SELECTED EXCERPT:
* * *

FF: Are there any performances by other actors that served as an orientation point to you for Filth?

JM: People keep mentioning Bad Lieutenant, but I haven’t seen it, either of them (the original or the Werner-Herzog-remake). I generally try to blank my mind off other people’s work. For instance when I knew I was going to do “Macbeth”, I made sure I didn’t look at any other Macbeth-performances. I wanted to give it my own approach. Earlier in my career, I used to look at other actors and maybe steal a move here or there, but as I have gotten older, I prefer releasing the idiosyncratic quality that every single person has. That is truly interesting. In the pursuit of pretending and making things seem real, what is really interesting, is watching somebody on camera or on stage releasing things that only they could. That is really beautiful.

Jmes McAvoy Interview Filth 2

FF: What did it feel like for you, as a Scotsman, to shoot an adaptation of a Scottish novel, with a Scottish director, in Scotland, while being able to speak in your Scottish accent?

JM: It was great. I think I underestimated how much being away had affected me. I’m away from Scotland all the time. I have not played many Scottish people and I haven’t worked with many Scottish people. To be back in my home country with a whole bunch of Scottish people was kind of beautiful. We all share a cultural identity, a cultural history and reference points that we can touch upon. That’s wonderful. And then, of course, I did “Macbeth” at the beginning of this year and it had an entirely Scottish cast. It was on stage in London, but we were around 15 Scottish people invading the West End (laughs). Again, that was the same thing. Of course I am glad to be around people from all over the world, but it is sometimes immensely satisfying to be around my own countrymen.

FF: Is it easier for you to act with your own Scottish accent?

JM: Not really, actually. I have never been bound up by accents. I’d rather just be free in the accent, rather than to have a perfect accent and the acting becomes stilted as well.

FF: Speaking of Scottish people – Irvine Welsh is a living legend among contemporary Scottish authors. Was it a daunting task to you, to bring his creation to life? Did you feel a lot of pressure?

JM: I….I’m fairly cocky, in a way and I do believe that it is one of the best scripts that I’ve ever read. I’m not just saying that because I’m trying to sell the film. From the script alone, I had such a strong three-dimensional image about who this guy should be and how I should go about playing him. Therefore, even though I am not obvious casting for this role, I was so certain that I was the right guy for it.

FF: You shot a part of the film here in Hamburg. What do you remember about the shoot?

JM: We spent a lot of time on the “Reeperbahn”. I mean we all heard about it before and we got right in there during the shoot. There were scenes that we shot, but that didn’t end up in the finished version of the film, which were real hell. My last day on the film was on the “Reeperbahn”, at midnight, face-down, on the concrete with extras and real people and real prostitutes walking past me and not giving me much attention. Whew. I was thinking: “This shoot better end fucking soon.” There I was, lying on the ground, in the middle of the “Reeperbahn”, basically chewing mud because I have been just slapped hard in the face by an actress – who has been reported to be a real prostitute, though that’s not true, she is an actress – and thinking: “This film is gonna kill me. And if it doesn’t, the Reeperbahn will”. My experience of Hamburg was dark. It was also the end of the shoot and I was really done. I loved playing Bruce and I’m sad that I’ll never play him again, but at that moment I was glad that it was the end.

* * *

STATED TASK 1:
Print the passage of the interview about Filth from "JM: I….I’m fairly" to "guy for it.", word for word.

* * *

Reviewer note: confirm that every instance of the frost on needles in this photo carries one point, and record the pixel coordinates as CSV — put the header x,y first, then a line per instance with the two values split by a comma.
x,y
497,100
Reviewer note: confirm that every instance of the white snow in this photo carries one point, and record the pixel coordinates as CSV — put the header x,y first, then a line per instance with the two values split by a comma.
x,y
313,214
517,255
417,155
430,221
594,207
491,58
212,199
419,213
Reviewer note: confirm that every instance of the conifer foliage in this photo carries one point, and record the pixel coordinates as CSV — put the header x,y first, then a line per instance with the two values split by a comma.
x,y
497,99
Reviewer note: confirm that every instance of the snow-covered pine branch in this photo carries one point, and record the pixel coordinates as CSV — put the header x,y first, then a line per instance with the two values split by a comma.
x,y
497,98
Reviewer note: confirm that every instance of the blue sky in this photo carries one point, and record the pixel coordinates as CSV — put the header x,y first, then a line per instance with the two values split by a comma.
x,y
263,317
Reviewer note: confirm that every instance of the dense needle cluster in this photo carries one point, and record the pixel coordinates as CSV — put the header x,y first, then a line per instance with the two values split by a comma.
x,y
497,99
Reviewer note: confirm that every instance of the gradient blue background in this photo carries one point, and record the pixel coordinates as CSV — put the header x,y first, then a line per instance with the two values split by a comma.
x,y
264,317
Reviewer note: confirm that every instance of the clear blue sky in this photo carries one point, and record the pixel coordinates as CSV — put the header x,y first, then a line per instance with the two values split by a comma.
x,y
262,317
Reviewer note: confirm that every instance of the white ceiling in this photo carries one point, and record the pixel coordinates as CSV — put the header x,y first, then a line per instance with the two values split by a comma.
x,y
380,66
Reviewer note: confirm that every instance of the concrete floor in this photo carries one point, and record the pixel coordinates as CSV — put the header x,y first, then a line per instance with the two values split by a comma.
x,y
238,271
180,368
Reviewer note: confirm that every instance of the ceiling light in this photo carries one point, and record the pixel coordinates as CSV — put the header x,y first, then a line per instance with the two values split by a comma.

* * *

STATED TASK 2:
List every line of the records that contains the string "ceiling", treating uppercase and lowercase letters as distinct.

RESPONSE 1:
JM: I….I’m fairly cocky, in a way and I do believe that it is one of the best scripts that I’ve ever read. I’m not just saying that because I’m trying to sell the film. From the script alone, I had such a strong three-dimensional image about who this guy should be and how I should go about playing him. Therefore, even though I am not obvious casting for this role, I was so certain that I was the right guy for it.

RESPONSE 2:
Reviewer note: confirm that every instance of the white ceiling in this photo carries one point, and record the pixel coordinates as CSV — put the header x,y first, then a line per instance with the two values split by a comma.
Reviewer note: confirm that every instance of the ceiling light in this photo carries one point, and record the pixel coordinates as CSV — put the header x,y first, then a line per instance with the two values split by a comma.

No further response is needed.